◆ **Exercise aim**
From the entries below, copy every line where the string "quartz" appears.

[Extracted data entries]

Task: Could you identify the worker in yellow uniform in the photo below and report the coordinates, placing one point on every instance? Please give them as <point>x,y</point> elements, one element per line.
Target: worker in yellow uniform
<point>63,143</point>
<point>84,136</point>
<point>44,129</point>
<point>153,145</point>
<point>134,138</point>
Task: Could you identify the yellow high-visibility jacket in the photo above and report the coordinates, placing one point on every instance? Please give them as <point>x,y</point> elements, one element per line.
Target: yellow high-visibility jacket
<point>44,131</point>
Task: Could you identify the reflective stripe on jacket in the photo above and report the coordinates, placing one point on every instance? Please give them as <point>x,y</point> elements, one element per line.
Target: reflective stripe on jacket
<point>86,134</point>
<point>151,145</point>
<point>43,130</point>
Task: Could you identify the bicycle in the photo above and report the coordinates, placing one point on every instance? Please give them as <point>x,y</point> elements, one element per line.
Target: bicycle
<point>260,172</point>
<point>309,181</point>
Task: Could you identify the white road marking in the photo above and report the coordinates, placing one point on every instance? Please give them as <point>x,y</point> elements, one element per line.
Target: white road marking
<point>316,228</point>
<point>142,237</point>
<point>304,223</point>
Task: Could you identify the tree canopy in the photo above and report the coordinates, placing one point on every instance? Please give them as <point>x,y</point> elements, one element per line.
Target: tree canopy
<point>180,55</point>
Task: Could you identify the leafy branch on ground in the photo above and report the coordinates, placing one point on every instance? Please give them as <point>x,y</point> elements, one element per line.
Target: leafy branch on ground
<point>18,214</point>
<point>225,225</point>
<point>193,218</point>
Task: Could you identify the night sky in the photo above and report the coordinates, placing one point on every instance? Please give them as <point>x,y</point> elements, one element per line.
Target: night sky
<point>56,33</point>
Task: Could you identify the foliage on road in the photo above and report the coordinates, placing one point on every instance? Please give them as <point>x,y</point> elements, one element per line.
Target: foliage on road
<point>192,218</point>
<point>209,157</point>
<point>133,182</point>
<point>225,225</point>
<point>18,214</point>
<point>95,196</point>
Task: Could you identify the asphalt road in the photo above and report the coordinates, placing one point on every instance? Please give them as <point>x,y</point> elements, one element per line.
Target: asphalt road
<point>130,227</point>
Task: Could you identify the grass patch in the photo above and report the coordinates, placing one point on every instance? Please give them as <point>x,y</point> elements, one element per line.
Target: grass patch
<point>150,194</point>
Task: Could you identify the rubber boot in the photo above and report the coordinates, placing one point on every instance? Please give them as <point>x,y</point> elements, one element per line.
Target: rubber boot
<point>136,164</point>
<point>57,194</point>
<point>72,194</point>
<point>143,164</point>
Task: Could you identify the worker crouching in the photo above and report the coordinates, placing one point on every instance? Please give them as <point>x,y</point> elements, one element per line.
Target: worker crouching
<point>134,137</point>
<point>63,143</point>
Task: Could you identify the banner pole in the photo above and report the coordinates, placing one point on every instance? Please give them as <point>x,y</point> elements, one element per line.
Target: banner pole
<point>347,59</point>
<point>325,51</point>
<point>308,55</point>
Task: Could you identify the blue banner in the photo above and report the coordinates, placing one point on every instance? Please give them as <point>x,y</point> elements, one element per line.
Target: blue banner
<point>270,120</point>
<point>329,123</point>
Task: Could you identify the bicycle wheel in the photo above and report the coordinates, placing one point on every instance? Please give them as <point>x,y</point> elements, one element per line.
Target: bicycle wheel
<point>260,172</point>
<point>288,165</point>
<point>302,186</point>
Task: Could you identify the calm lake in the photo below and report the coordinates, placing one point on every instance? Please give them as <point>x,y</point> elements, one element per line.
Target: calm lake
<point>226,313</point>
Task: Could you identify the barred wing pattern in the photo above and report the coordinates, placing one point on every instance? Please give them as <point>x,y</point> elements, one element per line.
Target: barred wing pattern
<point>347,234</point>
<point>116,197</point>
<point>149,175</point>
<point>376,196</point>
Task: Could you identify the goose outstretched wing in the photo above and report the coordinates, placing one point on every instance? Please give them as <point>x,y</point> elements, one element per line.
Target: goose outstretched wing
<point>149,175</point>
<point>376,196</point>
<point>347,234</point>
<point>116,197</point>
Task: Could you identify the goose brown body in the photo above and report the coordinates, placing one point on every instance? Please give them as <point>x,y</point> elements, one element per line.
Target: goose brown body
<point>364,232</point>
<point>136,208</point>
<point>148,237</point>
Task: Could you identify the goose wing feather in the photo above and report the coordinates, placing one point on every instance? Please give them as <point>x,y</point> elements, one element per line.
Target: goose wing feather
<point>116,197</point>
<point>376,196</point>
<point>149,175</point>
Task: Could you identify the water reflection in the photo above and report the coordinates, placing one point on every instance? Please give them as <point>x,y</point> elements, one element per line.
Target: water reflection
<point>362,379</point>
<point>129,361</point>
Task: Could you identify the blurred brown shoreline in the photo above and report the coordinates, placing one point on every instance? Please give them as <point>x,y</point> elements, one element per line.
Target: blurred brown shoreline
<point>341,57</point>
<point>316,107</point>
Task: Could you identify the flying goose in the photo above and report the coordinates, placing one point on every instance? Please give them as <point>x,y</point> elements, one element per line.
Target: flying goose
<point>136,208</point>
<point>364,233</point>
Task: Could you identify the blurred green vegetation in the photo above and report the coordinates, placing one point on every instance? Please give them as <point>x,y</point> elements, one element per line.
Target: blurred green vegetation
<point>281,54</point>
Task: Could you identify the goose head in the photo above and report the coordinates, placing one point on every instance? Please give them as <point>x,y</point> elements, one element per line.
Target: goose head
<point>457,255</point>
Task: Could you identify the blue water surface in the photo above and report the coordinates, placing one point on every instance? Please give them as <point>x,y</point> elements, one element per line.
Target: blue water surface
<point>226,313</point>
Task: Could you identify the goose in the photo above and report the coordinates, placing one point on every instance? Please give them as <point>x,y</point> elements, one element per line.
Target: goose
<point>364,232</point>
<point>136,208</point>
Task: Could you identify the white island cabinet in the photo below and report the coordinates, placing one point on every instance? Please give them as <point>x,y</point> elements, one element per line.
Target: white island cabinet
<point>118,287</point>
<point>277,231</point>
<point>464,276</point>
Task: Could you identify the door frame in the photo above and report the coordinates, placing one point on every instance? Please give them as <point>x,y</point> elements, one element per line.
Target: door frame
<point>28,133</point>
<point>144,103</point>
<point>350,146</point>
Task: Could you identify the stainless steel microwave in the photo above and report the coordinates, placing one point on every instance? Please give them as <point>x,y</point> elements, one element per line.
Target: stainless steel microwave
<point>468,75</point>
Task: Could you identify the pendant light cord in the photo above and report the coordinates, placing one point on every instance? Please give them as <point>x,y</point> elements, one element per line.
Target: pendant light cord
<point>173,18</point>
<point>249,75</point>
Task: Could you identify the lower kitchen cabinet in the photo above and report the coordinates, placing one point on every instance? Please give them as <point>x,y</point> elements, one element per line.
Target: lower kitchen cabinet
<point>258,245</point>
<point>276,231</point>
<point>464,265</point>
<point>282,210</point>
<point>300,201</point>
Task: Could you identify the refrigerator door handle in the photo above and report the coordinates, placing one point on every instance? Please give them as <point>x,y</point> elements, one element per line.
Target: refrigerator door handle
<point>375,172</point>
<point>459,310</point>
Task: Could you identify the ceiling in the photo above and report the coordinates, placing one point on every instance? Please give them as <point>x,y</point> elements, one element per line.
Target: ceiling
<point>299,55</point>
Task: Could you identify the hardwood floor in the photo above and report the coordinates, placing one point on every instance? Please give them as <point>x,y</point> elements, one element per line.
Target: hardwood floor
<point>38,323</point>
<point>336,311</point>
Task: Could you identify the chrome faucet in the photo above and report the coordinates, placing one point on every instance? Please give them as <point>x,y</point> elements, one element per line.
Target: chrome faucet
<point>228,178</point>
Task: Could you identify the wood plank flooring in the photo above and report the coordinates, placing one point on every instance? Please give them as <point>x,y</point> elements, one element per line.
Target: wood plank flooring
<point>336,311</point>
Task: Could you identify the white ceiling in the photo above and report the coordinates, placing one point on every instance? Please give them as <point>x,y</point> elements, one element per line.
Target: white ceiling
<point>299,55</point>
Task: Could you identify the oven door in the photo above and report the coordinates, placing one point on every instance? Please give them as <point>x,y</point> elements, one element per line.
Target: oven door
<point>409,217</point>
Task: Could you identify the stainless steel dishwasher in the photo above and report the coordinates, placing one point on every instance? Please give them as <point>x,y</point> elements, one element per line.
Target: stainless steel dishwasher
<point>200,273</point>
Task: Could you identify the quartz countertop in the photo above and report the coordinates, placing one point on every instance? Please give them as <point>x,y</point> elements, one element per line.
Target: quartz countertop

◆ **Response area**
Task: Could you identify the quartz countertop in the photo above and report the coordinates, placing one point on every instance? Please give them as <point>x,y</point> elements, one element per line.
Target: quartz countertop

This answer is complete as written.